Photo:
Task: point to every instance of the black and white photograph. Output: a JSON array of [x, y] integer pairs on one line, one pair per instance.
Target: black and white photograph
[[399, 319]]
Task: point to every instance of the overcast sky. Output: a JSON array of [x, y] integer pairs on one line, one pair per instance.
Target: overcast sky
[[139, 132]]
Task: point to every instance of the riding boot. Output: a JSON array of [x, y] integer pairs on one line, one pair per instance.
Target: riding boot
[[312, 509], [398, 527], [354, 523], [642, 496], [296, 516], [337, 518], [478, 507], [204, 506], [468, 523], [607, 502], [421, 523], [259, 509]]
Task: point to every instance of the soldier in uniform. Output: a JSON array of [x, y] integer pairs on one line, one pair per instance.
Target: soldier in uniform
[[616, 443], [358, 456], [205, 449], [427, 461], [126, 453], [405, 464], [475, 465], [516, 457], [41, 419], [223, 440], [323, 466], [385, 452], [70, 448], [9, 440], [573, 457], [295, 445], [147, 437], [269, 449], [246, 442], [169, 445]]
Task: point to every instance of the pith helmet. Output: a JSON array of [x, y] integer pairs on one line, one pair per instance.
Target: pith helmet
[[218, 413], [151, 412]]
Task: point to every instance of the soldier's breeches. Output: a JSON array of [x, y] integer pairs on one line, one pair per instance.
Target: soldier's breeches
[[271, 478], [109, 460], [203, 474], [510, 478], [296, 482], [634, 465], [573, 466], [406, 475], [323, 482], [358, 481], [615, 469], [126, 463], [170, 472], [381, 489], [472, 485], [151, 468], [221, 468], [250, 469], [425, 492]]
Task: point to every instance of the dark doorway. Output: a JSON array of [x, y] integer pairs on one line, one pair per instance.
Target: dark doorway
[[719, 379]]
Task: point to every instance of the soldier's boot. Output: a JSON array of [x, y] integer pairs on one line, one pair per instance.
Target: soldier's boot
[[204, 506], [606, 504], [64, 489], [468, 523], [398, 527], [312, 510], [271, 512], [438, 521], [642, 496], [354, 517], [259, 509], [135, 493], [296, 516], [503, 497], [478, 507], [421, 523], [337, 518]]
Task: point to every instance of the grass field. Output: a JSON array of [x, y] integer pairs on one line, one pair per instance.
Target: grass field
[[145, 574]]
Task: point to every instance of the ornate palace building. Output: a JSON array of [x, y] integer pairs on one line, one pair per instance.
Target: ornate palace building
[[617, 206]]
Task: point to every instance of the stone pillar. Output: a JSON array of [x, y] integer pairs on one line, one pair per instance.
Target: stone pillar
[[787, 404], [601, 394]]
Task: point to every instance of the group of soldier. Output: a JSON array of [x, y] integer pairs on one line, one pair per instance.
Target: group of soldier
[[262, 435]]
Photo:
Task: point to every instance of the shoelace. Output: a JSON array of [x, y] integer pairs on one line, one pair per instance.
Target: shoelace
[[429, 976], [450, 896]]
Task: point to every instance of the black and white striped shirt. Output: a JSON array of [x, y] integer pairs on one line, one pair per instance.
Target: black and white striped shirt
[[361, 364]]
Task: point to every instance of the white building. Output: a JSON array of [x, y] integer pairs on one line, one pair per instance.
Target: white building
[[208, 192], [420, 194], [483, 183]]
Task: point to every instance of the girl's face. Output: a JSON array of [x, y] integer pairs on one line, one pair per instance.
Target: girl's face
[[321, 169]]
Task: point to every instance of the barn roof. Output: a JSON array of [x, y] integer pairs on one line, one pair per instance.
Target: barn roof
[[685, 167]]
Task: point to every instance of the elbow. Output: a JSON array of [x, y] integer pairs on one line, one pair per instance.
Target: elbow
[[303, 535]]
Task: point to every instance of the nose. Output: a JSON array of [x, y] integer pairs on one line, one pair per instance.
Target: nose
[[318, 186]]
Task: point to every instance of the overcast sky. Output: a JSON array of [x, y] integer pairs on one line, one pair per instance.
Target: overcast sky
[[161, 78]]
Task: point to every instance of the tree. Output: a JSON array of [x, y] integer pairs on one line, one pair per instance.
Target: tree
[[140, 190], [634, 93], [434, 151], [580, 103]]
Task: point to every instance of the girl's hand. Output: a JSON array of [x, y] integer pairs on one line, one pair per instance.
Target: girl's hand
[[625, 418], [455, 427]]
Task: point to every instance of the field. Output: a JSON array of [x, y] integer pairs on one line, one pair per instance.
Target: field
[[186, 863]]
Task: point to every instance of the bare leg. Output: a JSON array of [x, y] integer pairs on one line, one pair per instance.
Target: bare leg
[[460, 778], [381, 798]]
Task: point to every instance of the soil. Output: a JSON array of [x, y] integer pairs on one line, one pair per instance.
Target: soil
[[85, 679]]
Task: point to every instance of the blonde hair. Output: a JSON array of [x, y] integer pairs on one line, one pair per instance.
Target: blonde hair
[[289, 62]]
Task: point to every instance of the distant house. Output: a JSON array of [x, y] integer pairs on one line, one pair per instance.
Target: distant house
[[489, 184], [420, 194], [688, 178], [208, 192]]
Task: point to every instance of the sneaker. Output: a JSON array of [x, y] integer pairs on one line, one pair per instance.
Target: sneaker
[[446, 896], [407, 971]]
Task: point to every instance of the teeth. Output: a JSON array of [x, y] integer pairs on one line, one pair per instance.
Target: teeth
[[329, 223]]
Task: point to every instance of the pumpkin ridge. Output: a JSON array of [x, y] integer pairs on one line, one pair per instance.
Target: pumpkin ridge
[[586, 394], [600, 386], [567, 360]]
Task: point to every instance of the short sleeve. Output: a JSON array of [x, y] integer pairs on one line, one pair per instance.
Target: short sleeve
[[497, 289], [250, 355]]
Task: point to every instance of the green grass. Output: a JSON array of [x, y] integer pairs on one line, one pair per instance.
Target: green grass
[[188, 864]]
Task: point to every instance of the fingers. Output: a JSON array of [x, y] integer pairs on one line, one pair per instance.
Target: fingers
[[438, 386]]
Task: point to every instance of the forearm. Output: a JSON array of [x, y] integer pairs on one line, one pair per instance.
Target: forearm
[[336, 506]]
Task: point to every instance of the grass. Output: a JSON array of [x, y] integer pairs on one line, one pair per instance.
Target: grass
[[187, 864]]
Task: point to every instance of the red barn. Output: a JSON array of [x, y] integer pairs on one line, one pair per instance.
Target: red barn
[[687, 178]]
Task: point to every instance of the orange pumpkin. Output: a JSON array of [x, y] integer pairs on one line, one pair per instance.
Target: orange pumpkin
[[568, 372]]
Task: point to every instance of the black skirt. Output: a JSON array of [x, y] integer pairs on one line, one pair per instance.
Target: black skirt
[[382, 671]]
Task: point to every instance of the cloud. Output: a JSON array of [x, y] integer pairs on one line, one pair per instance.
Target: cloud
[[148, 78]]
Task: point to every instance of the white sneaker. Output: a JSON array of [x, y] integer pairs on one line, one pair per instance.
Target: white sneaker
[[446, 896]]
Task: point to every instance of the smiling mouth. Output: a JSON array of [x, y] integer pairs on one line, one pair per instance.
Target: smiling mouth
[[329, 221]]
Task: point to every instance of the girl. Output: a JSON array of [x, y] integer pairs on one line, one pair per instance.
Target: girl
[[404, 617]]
───
_WRITTEN REQUEST:_ Return every item above verbatim, line for line, without changing anything.

_REPLY:_
Photo:
Task: point to every instance of the black and white photograph. Output: a JSON array of [x, y] integer pairs on one line, one pair per instance.
Target: black and white photograph
[[399, 319]]
Task: point to every instance of the overcast sky. Output: a JSON array of [x, y] integer pairs on one line, one pair per instance.
Target: overcast sky
[[139, 132]]
Task: point to every instance of the riding boot. Output: a JSON array of [x, y] integer pairs on one line, one pair per instance.
Target: riding boot
[[312, 509], [398, 527], [354, 523], [642, 496], [296, 516], [337, 518], [478, 507], [204, 506], [468, 523], [607, 502], [421, 523], [259, 509]]
Task: point to every instance of the soldier in uniform. Output: a JSON array of [x, y] integer pairs on one line, one pair per instance.
Target: soldier in uniform
[[616, 443], [358, 456], [205, 449], [427, 461], [126, 453], [405, 464], [475, 465], [516, 457], [41, 419], [223, 440], [323, 466], [385, 452], [70, 448], [9, 440], [573, 457], [295, 445], [147, 437], [269, 449], [246, 442], [169, 445]]
Task: point to every instance of the pith helmet. Output: a JSON array of [x, y] integer pairs on one line, one pair per instance.
Target: pith helmet
[[218, 413], [151, 412]]
Task: point to every instance of the soldier's breeches. Output: a JSON array of [x, y] integer pairs on one line, one pair per instance.
Target: soldier's breeches
[[271, 478], [109, 460], [203, 474], [510, 478], [296, 482], [634, 465], [573, 466], [406, 475], [323, 482], [358, 481], [615, 469], [126, 463], [170, 472], [381, 489], [472, 485], [151, 468], [221, 468], [250, 469], [425, 492]]
Task: point to every instance of the dark doorway. Output: a JSON array of [x, y] integer pairs on one line, one pair per instance.
Target: dark doorway
[[719, 379]]
Task: point to every instance of the soldier's boot. Output: a JSON array of [x, y] integer pairs on one line, one pair per instance.
Target: soldier's boot
[[204, 506], [606, 504], [64, 489], [468, 523], [398, 527], [312, 510], [271, 512], [438, 521], [642, 496], [354, 517], [259, 509], [135, 493], [296, 516], [503, 497], [478, 507], [421, 523], [337, 518]]
Task: point to every instance of the grass field. Output: a JSON array of [x, y] integer pairs on one line, one pair per instance.
Target: grass field
[[145, 574]]
Task: point to every instance of the ornate palace building. Output: a JSON array of [x, y] integer pairs on one line, one pair per instance.
Target: ornate palace building
[[617, 206]]
Task: point to every instance of the stone pillar. Output: a JSON array of [x, y] integer pairs on one line, one pair per instance.
Target: stone pillar
[[787, 404], [601, 394]]
Task: point to every instance of the group of soldier. Output: a JSON array of [x, y] integer pairs on one line, one pair per instance.
Target: group of soldier
[[262, 435]]
Photo:
Task: point to every instance of the shoelace. Output: a JSON array of [x, y] integer pairs on one line, one pair per instance.
Target: shoelace
[[429, 976], [450, 896]]
Task: point to every instance of the black and white striped shirt. Output: a JSON array of [x, y] integer pairs on one line, one pair per instance.
Target: black and white striped shirt
[[361, 364]]
Task: point to every instance of the white building. Output: a JSON array of [x, y] integer pairs on one line, one pair per instance.
Target: white building
[[208, 192], [420, 194], [483, 183]]
Task: point to every instance of the girl's face. Output: a JSON array of [x, y] integer pairs on one line, one pair per instance.
Target: girl's face
[[321, 169]]
Task: point to every instance of the barn roof. Output: a JSON array of [x, y] integer pairs on one line, one pair per instance.
Target: barn roof
[[685, 167]]
Task: point to every instance of the elbow. Output: a JSON array of [x, y] integer pairs on one line, one pair per instance.
Target: elbow
[[303, 535]]
Task: point to every instance of the nose. Output: a JSON array of [x, y] integer pairs on one line, one pair per instance.
Target: nose
[[318, 186]]
Task: point to every instance of the overcast sky. Output: a JSON array of [x, y] integer pairs on one line, one pair per instance.
Target: overcast sky
[[161, 78]]
Task: point to every instance of the tree. Output: a JSON array of [x, y] integer pairs on one line, one pair per instance.
Target: tree
[[140, 190], [634, 93], [434, 151], [580, 103]]
Task: point to every instance of the girl's hand. Output: a JSON array of [x, y] integer pairs on one line, one pair per instance.
Target: girl's hand
[[625, 418], [455, 427]]
Task: point to every instance of the field. Output: a JSON array of [x, y] integer pairs on one line, one pair per instance.
Target: field
[[186, 863]]
Task: point to every instance of the bare leg. Output: a JSON array of [x, y] integer pairs on one line, one pair per instance.
Target: bare leg
[[460, 778], [381, 798]]
Task: point to every instance of the soil. Output: a JSON array of [x, y] integer pairs on one line, one pair per instance.
Target: soil
[[85, 679]]
Task: point to every instance of the blonde hair. Output: a JSON array of [x, y] integer pairs on one line, one pair per instance.
Target: blonde hair
[[289, 62]]
Task: point to every instance of the distant house. Output: a JSON array of [x, y] integer pairs on one line, one pair per instance.
Target: distant house
[[489, 184], [420, 194], [688, 178], [208, 192]]
Task: point to every instance of the sneaker. Output: a JSON array of [x, y] integer pairs on one line, one pair per instance.
Target: sneaker
[[446, 896], [407, 971]]
Task: point to every instance of the teeth. Output: a JSON array of [x, y] integer pairs on one line, one pair per instance.
Target: teeth
[[329, 223]]
Task: point to every instance of the pumpkin ridge. Output: a JSON array of [x, y] integer pairs on one line, one pair per instance.
Target: pumpkin ridge
[[586, 394], [600, 386], [567, 360]]
Task: point to every instance of the short sleeve. Output: a JSON array of [x, y] integer pairs on one line, one pair per instance.
Target: short sleeve
[[497, 289], [250, 355]]
Task: point to every instance of the green grass. Output: a JSON array of [x, y] integer pairs on one line, one pair per instance.
Target: green grass
[[188, 864]]
Task: point to every instance of the fingers. Output: a JSON array of [x, y] integer pairs on one line, one pair per instance.
Target: fingers
[[438, 386]]
Task: point to every instance of the forearm. Output: a JSON array of [x, y] integer pairs on one line, one pair per instance.
Target: forearm
[[336, 506]]
Task: point to every instance of the grass. Output: a JSON array of [x, y] integer pairs on one line, one pair per instance.
Target: grass
[[187, 864]]
Task: point to every instance of the red barn. Output: a JSON array of [x, y] integer pairs on one line, one pair per instance.
Target: red barn
[[687, 178]]
Task: point to every instance of the orange pumpkin. Output: a JSON array of [x, y] integer pairs on one line, one pair per instance.
Target: orange pumpkin
[[568, 372]]
Task: point to every instance of the black skirt. Output: a JSON array of [x, y] integer pairs on one line, one pair per instance.
Target: black skirt
[[382, 671]]
Task: point to every instance of the cloud. Output: a JSON array of [x, y] integer pairs on one line, one pair per instance.
Target: cloud
[[148, 78]]
Task: point to every instance of the white sneaker. Output: a JSON array of [x, y] integer pairs on one line, one pair per instance.
Target: white sneaker
[[446, 896]]
Task: point to every instance of the smiling mouth. Output: a JSON array of [x, y] integer pairs on one line, one pair per instance.
Target: smiling mouth
[[329, 221]]
Task: point to every instance of the girl. Output: a JSON array of [x, y] integer pairs on one line, one pair per instance.
Target: girl
[[404, 617]]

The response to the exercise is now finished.